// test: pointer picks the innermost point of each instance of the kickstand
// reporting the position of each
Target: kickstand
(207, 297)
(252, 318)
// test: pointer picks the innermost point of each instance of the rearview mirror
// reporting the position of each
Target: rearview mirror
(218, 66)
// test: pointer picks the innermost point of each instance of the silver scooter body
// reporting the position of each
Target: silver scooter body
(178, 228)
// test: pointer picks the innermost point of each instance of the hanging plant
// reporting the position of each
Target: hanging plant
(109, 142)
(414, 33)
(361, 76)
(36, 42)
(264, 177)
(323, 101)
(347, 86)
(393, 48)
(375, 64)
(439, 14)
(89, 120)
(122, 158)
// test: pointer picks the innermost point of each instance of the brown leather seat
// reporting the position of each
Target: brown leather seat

══════

» PROBLEM DESCRIPTION
Whenever a line in the entries holds the word "test", copy that line.

» SOLVED PROBLEM
// test: pointer picks the innermost point of each instance of the kickstand
// test: pointer picks the innermost point of each instance of the rearview mirror
// test: pointer picks the innermost point of each instance of the silver scooter body
// test: pointer picks the innermost point of each instance of the hanging plant
// test: pointer picks the innermost point of each instance of the brown leather seat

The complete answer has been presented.